Hello and welcome to our new Destination of the Week series, Terror in the Skies. Before we get to the first destination, we'd like to point out that Platinum Airways finds acts of aggression against civilians who are travelling in aircraft absolutely dispicable. Terror is the Skies remembers these innocent victims who are no longer with us. It is not by accident that Terror in the Skies is our theme for September, with 9/11 commemorative services around the corner. That being said, one cannot wish away terrorism - the downing of MH17 was a stark reminder.

Our first Terror in the Skies destination takes us back to 11 August 1982, when Pan Am Flight 830 was en route from Narita International Airport (RJAA) to Honolulu International Airport (PHNL) in Hawaii. The Boeing 747-121, nicknamed "Clipper Ocean Rover", with 270 passengers and 15 crew on board was damaged by a bomb that had been placed on board. Despite the damage to the aircraft, Captain James E. (Skipper) O'Halloran III was able to land in Honolulu safely.

At the time of the explosion, the aircraft was approximately 225 kilometers northwest of Hawaii, cruising at 36,000 feet (11,000 m). The bomb, which had been placed under a seat cushion exploded, killing 16-year-old Toru Ozawa, a Japanese national. The blast also injured 16 other people (including Ozawa's parents) and caused damage to the floor and ceiling. The aircraft remained airborne and made an emergency landing in Honolulu.

The bomb was placed by Mohammed Rashed, a Jordanian linked to the 15 May Organization, before disembarking at Narita on the aircraft's previous flight. In 1988, he was arrested in Greece, tried, convicted of murder and sentenced to fifteen years in prison. He was paroled in 1996 after serving eight years. He was later extradited to the US from Egypt in 1998 to stand trial. In 2006, as part of a plea bargain agreement he was sentenced to a further seven years in federal prison. As per his agreement with US prosecutors in providing information about other terrorist plots he was released in March 2013 but was still in detention in March this year pending his deportation.

Abu Ibrahim was the second person to be indicted in the bombing of Pam Am Flight 830 and in 2009 was been placed on the FBI's most wanted list. Ibrahim is a Palestinian master bomb maker who authorities say orchestrated the Pan Am attack and similar strikes around the world. On November 24, 2009, the Department of State announced that it was offering a reward of up to USD 5 m for Abu Ibrahim, now about 73 years old.

The aircraft was later put back in service by Pan American World Airways and remained in operation for various carriers through the early 1990s. It served as a prop for the 1996 film Executive Decision for the fictional airline Oceanic Airlines.

* [Written request]:
Repeat the part of the Pan Am Flight 830 text between "The bomb was" and "pending his deportation.", inclusive. The material after this point is not needed for any of the work here.

* [Provided data]:

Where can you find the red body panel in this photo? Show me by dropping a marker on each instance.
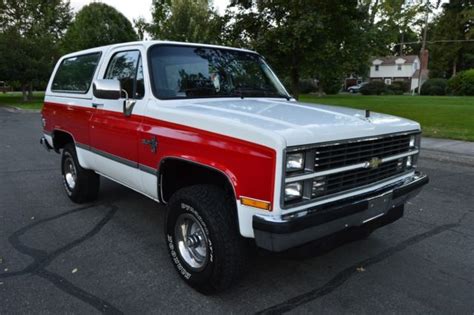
(70, 118)
(250, 167)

* [Completed exercise]:
The bomb was placed by Mohammed Rashed, a Jordanian linked to the 15 May Organization, before disembarking at Narita on the aircraft's previous flight. In 1988, he was arrested in Greece, tried, convicted of murder and sentenced to fifteen years in prison. He was paroled in 1996 after serving eight years. He was later extradited to the US from Egypt in 1998 to stand trial. In 2006, as part of a plea bargain agreement he was sentenced to a further seven years in federal prison. As per his agreement with US prosecutors in providing information about other terrorist plots he was released in March 2013 but was still in detention in March this year pending his deportation.